• [Written instruction]: Substitute "Locate" for "Point to" throughout the items below and reproduce them with nothing else changed. Leave the pictures out of your answer.

• [Extracted records]:
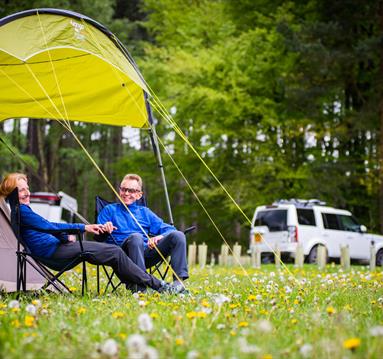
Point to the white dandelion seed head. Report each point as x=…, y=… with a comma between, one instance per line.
x=14, y=304
x=135, y=343
x=264, y=326
x=149, y=353
x=145, y=322
x=220, y=299
x=31, y=309
x=193, y=354
x=109, y=347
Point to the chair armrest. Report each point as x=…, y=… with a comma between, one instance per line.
x=189, y=229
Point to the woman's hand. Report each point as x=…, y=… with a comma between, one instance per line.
x=94, y=228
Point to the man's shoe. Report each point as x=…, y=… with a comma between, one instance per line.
x=136, y=288
x=167, y=288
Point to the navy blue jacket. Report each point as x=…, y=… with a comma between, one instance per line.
x=43, y=244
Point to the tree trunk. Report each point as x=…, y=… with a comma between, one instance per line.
x=380, y=153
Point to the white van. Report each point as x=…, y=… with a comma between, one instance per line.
x=309, y=222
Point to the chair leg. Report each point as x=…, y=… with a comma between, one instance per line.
x=84, y=284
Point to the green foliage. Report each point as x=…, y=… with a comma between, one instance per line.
x=230, y=313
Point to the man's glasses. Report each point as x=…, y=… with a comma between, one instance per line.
x=130, y=190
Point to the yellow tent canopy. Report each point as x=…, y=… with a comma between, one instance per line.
x=59, y=64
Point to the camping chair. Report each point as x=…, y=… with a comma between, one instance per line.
x=43, y=265
x=156, y=269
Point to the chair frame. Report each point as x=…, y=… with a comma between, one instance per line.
x=40, y=264
x=100, y=204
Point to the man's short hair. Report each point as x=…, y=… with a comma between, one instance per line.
x=133, y=176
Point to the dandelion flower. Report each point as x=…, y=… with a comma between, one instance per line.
x=193, y=354
x=14, y=304
x=31, y=309
x=145, y=322
x=351, y=343
x=306, y=350
x=264, y=326
x=109, y=347
x=149, y=353
x=29, y=321
x=136, y=343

• [Task answer]:
Locate the white dandelion seed head. Report each point as x=…, y=… with a comma between, one instance per line.
x=14, y=304
x=135, y=343
x=264, y=326
x=149, y=353
x=145, y=322
x=220, y=299
x=31, y=309
x=193, y=354
x=109, y=347
Locate the chair armrest. Report each point as x=…, y=… with a comma between, one instance per line.
x=189, y=229
Locate the woman's hand. Report each point as x=…, y=… with a comma between, one instance per line.
x=94, y=228
Locate the man's shoe. Report each point as x=…, y=… with a comma between, one instance per line.
x=136, y=288
x=167, y=288
Locate the navy blue jacket. Report each point as x=…, y=… with a comma between, one instance per line.
x=43, y=244
Locate the tree trunk. Report each point as x=…, y=… with a comma between, one instance per line.
x=380, y=153
Locate the white van. Report each point as x=…, y=… with a comma between, one instance per line.
x=309, y=222
Locate the chair leg. Report each point as x=…, y=… with a comma between, one instance per line.
x=84, y=284
Locate the green foliage. Report each point as x=…, y=… with a comma between, one instance per line.
x=230, y=313
Locate the man's glasses. Report each point as x=…, y=… with a comma between, one instance per line.
x=130, y=190
Locate the yellow tent canopy. Report each point as x=…, y=… with a comma between, one instance per line.
x=59, y=64
Locate the camping chair. Report each point as x=…, y=… with a comma between, one instance per line.
x=43, y=265
x=156, y=269
Locate the chair frame. Report each point as x=…, y=… with a comma between, one instance per line.
x=40, y=264
x=100, y=204
Locate the man's short hair. Report each point as x=…, y=… with a comma between, one instance per line.
x=133, y=176
Locate the dandelion flower. Report each point as x=…, y=… with a comma between, one instance per line.
x=193, y=354
x=14, y=304
x=31, y=309
x=145, y=322
x=351, y=343
x=306, y=350
x=264, y=326
x=109, y=347
x=149, y=353
x=29, y=321
x=136, y=343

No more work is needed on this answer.